▼

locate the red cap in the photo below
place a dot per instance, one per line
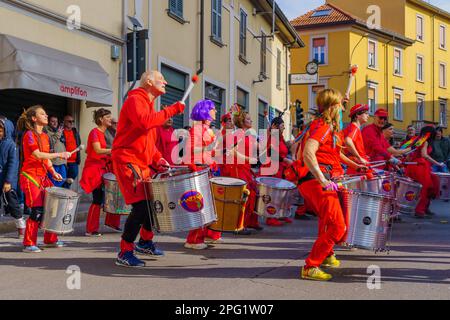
(382, 113)
(358, 108)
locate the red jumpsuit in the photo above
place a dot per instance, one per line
(422, 174)
(201, 141)
(135, 147)
(354, 132)
(33, 182)
(95, 167)
(375, 143)
(325, 203)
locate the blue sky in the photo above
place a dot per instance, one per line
(295, 8)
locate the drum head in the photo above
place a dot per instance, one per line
(109, 176)
(276, 183)
(226, 181)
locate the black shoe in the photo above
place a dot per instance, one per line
(243, 232)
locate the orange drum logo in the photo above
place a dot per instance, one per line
(410, 196)
(387, 186)
(271, 210)
(192, 201)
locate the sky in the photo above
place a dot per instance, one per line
(295, 8)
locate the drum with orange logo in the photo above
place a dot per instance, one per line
(230, 196)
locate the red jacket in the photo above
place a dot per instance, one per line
(375, 143)
(135, 141)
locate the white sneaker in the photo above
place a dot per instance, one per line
(198, 246)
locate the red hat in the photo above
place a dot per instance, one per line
(382, 113)
(358, 108)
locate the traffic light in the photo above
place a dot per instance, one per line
(299, 114)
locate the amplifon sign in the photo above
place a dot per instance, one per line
(73, 91)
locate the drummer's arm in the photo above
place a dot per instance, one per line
(309, 157)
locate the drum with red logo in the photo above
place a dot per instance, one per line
(230, 196)
(274, 198)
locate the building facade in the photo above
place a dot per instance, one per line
(402, 62)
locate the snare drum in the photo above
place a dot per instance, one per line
(274, 198)
(114, 202)
(230, 196)
(181, 200)
(60, 207)
(444, 182)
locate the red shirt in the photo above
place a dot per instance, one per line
(375, 143)
(31, 143)
(354, 132)
(166, 143)
(71, 145)
(329, 150)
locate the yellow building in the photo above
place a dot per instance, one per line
(402, 62)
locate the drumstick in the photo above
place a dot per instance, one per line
(190, 88)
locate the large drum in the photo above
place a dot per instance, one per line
(114, 201)
(407, 194)
(369, 220)
(181, 200)
(444, 181)
(60, 207)
(230, 196)
(274, 197)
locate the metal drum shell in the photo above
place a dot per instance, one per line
(60, 208)
(230, 203)
(369, 225)
(173, 201)
(407, 194)
(272, 201)
(444, 185)
(114, 202)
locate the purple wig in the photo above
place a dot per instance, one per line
(201, 111)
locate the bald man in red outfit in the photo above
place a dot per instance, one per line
(134, 151)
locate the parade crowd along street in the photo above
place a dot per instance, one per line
(210, 182)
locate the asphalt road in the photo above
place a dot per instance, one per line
(263, 266)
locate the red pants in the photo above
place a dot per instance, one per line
(331, 221)
(197, 236)
(430, 185)
(93, 219)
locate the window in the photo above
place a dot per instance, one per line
(242, 99)
(174, 91)
(398, 106)
(216, 19)
(176, 8)
(419, 28)
(319, 50)
(263, 69)
(243, 35)
(372, 93)
(216, 95)
(420, 108)
(278, 68)
(443, 113)
(262, 120)
(419, 69)
(442, 75)
(398, 62)
(372, 54)
(442, 37)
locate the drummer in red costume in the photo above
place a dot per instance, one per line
(202, 139)
(375, 144)
(422, 173)
(98, 163)
(353, 136)
(33, 178)
(322, 154)
(134, 150)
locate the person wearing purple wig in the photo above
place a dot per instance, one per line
(201, 137)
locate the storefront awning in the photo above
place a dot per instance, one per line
(27, 65)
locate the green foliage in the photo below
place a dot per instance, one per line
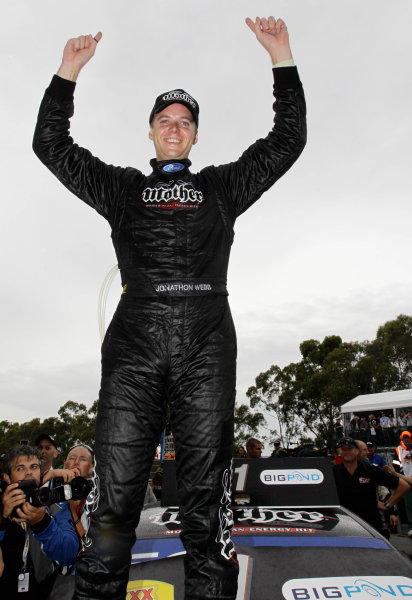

▲

WHAT THE TASK REQUIRES: Could you reproduce all of the items above word for word, leaving out the pictures?

RESULT:
locate the red cap in the photo below
place a dot per instance, one per line
(382, 113)
(358, 108)
locate the red jumpsuit in the photo above
place a dot per instance, one per line
(422, 174)
(201, 141)
(135, 147)
(354, 132)
(33, 182)
(95, 167)
(375, 143)
(325, 203)
locate the blue sky in the photo above
place a dot per instance, one per line
(295, 8)
locate the drum head in the photo above
place a dot per instance, one per line
(109, 176)
(276, 183)
(226, 181)
locate the black shoe in the photo above
place a dot per instance, one per line
(243, 232)
locate the orange drum logo in the photo above
place a dot per instance, one per line
(410, 196)
(387, 186)
(271, 210)
(192, 201)
locate the sky in the photo above
place a dot per instance, one per line
(295, 8)
locate the drum with orange logo in the photo above
place a dot per instance, one per line
(230, 196)
locate the red jacket in the photo above
place a dot per instance, one per line
(375, 143)
(135, 141)
locate the white sneaker in the photo above
place a dot per instance, one per line
(198, 246)
locate the red hat in the photo above
place a dot per instance, one per line
(382, 113)
(358, 108)
locate the traffic light in the photo above
place a dot per instance, one per line
(299, 114)
locate the amplifon sign in the photo above
place a dot per instance, one per line
(73, 91)
locate the drummer's arm in the photo above
place a dot per instance, one per line
(309, 157)
locate the drum with red logo in the photo above
place a dot per instance, one per line
(230, 196)
(274, 198)
locate the building facade in the photo above
place a dot per instance, one per line
(402, 62)
locate the snare drum in the photo above
place a dot per instance, one per line
(274, 198)
(114, 202)
(230, 196)
(181, 200)
(60, 207)
(444, 182)
locate the red shirt in the photo above
place a dot per instance, one per line
(375, 143)
(31, 143)
(354, 132)
(166, 143)
(71, 145)
(329, 150)
locate the yellow building in the photo above
place a dot per instance, one per line
(402, 62)
locate the drumstick in the photo above
place a dot per instance, one per line
(190, 88)
locate the large drum in the photo above
place a dot per instance, one per line
(114, 201)
(407, 194)
(369, 220)
(181, 200)
(444, 181)
(60, 207)
(230, 196)
(274, 197)
locate the metal drum shell in the photo above
place a dot per instance, one per line
(60, 208)
(230, 203)
(369, 225)
(173, 201)
(407, 194)
(272, 201)
(444, 185)
(114, 202)
locate the purple wig in the photo above
place a dot per instance, one per line
(201, 111)
locate the bald man in red outfit in the photo above
place a dot per instance, one per line
(134, 151)
locate the parade crowd along street in the photo above
place a dot per instance, one per line
(210, 182)
locate the asphalt road in the photo above
place a dot per instance, one per line
(263, 266)
locate the red pants in the photo above
place a dot per instance, one per line
(331, 221)
(197, 236)
(430, 185)
(93, 219)
locate the window in the photo above
place a dot per instance, one per line
(242, 99)
(174, 91)
(398, 106)
(216, 19)
(176, 8)
(419, 28)
(319, 50)
(263, 69)
(243, 35)
(372, 93)
(216, 95)
(420, 108)
(278, 68)
(443, 113)
(262, 120)
(419, 69)
(442, 75)
(398, 62)
(372, 54)
(442, 37)
locate the drummer in red costume in the photo above
place a dot per instance, one per line
(202, 139)
(375, 144)
(422, 173)
(98, 163)
(353, 136)
(33, 178)
(322, 154)
(134, 150)
locate the person wearing purple wig in the photo above
place a dot per instance, one per line
(201, 137)
locate the storefront awning in the photo above
place a dot per instance, one per line
(27, 65)
locate the green foliage in the photo below
place a dot per instance, one per line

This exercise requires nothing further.